*Your objective*. Write out the rows from the line with "find the dog's eye in the photo above" up to and including the line with "Query: dog's eye", switching "dog's eye" to "dog's nose" and leaving everything else unchanged.

*Data to use*.

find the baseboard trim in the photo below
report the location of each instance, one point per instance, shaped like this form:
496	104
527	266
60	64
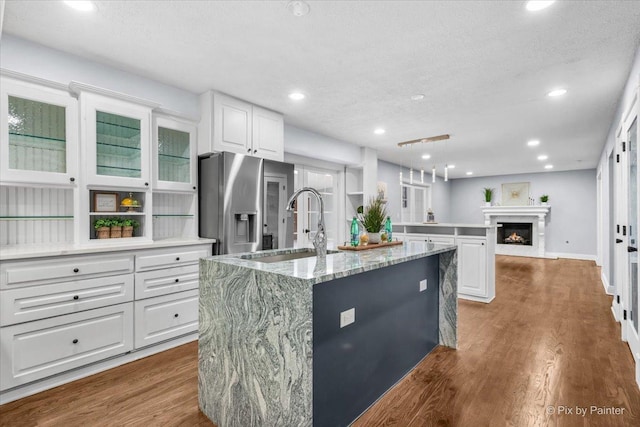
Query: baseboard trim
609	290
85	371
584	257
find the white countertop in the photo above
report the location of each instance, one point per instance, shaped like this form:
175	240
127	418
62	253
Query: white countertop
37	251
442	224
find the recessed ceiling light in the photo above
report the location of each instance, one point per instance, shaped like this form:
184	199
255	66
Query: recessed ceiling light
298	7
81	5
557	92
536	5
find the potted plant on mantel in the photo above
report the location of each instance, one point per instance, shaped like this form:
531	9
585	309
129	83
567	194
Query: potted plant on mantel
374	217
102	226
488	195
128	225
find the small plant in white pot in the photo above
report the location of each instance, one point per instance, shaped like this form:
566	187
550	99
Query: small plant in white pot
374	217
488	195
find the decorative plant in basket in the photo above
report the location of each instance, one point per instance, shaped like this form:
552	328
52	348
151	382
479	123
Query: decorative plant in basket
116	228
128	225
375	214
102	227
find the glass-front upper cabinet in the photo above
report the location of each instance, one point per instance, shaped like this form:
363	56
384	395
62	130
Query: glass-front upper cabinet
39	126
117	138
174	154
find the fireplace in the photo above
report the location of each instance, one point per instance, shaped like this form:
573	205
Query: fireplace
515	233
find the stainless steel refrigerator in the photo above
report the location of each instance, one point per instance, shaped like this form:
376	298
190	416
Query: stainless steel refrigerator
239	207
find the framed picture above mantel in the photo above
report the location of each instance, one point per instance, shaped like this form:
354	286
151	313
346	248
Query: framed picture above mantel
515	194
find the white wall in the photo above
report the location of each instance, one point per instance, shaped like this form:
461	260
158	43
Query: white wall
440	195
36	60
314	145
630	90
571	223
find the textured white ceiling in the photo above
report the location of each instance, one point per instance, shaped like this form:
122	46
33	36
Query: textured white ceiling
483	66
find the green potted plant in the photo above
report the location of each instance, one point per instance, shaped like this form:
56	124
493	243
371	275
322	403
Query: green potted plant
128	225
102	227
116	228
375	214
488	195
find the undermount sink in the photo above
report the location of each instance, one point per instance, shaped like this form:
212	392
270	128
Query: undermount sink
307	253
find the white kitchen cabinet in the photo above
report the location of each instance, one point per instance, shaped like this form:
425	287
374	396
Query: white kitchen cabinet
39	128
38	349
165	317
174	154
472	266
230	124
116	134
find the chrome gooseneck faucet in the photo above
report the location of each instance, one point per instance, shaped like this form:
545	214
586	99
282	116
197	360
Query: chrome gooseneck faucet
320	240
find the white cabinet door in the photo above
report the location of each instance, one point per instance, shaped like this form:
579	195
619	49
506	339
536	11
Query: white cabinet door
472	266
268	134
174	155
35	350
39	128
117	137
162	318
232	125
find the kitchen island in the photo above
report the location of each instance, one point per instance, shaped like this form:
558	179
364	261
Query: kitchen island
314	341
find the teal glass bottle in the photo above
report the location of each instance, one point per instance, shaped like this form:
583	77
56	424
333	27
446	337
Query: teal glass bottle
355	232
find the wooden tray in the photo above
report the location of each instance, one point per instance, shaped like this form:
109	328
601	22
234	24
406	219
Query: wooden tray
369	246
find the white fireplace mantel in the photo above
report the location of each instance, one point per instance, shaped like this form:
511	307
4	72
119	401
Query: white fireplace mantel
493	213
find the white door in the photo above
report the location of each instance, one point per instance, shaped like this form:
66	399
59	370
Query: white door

---

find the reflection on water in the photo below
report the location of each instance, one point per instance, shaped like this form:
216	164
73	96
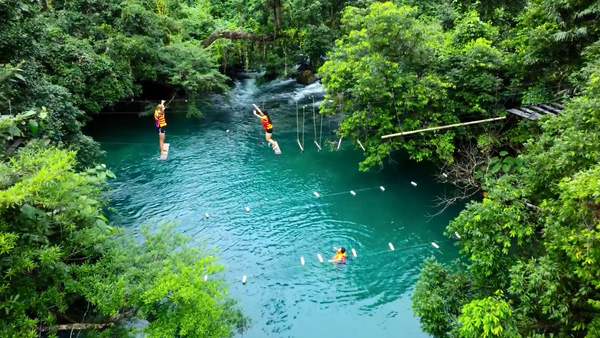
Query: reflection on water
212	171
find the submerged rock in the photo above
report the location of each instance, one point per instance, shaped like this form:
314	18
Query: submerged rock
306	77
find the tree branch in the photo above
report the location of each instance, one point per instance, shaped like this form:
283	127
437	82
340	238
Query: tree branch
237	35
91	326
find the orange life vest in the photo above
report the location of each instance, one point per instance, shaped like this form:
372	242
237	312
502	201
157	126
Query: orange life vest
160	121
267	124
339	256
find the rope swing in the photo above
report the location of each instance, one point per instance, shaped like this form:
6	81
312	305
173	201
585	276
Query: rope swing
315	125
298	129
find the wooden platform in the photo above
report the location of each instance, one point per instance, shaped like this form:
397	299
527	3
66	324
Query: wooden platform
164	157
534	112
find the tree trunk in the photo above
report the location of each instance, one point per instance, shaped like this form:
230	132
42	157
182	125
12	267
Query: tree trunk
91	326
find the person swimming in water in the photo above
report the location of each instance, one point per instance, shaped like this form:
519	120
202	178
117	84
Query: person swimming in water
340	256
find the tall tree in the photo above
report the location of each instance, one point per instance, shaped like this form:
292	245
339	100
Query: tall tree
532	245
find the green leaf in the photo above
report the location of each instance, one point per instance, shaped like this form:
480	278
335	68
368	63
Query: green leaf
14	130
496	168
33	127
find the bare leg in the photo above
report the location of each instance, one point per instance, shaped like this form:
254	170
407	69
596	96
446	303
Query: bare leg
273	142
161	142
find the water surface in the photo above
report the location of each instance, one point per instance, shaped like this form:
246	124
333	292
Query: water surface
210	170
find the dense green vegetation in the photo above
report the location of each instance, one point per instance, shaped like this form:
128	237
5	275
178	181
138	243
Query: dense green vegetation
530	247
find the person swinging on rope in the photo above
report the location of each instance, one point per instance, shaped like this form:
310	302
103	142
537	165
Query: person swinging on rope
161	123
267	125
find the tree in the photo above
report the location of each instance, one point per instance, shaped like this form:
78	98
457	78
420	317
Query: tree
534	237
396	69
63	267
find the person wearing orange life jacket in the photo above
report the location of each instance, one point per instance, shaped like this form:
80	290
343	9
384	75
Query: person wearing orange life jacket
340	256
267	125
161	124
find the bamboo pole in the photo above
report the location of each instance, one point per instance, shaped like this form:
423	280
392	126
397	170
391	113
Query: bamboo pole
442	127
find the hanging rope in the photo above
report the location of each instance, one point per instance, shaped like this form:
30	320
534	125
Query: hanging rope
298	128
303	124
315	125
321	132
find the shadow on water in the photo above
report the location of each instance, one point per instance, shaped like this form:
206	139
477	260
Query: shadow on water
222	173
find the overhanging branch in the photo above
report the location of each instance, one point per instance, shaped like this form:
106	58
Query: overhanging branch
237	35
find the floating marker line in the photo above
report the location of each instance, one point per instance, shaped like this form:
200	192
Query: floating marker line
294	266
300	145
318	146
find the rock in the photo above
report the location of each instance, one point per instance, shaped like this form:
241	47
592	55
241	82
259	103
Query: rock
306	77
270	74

...

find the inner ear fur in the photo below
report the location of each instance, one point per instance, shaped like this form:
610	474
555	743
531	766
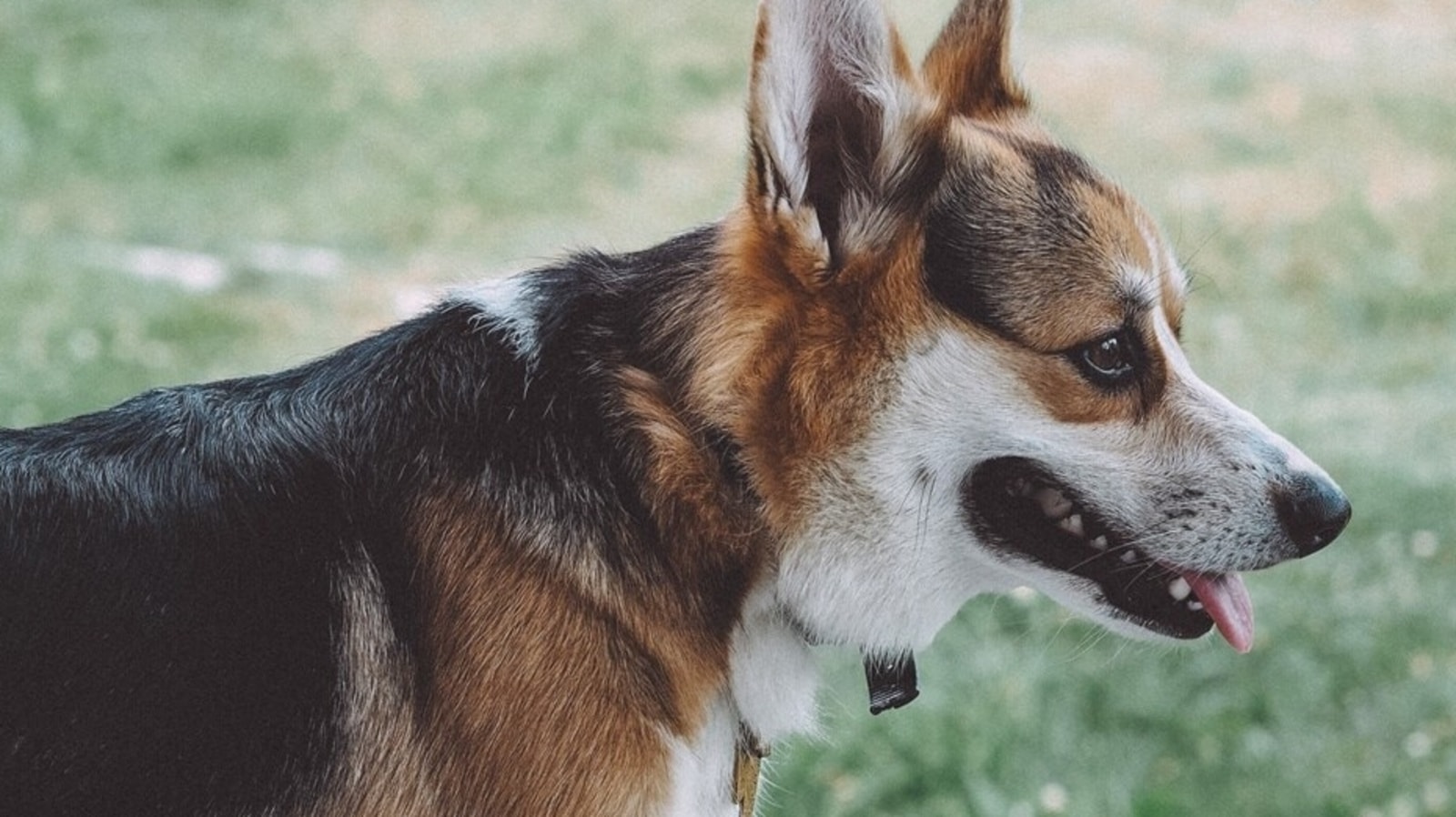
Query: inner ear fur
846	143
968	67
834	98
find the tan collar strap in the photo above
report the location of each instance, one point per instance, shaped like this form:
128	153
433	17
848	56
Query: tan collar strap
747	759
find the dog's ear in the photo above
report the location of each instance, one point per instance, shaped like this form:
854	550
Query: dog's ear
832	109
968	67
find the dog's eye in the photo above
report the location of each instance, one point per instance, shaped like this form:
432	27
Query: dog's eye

*Solution for this problem*.
find the dog's nose in the photo above
report the location of each instance, one point per instance, shaped like this form:
432	27
Query: dog's nose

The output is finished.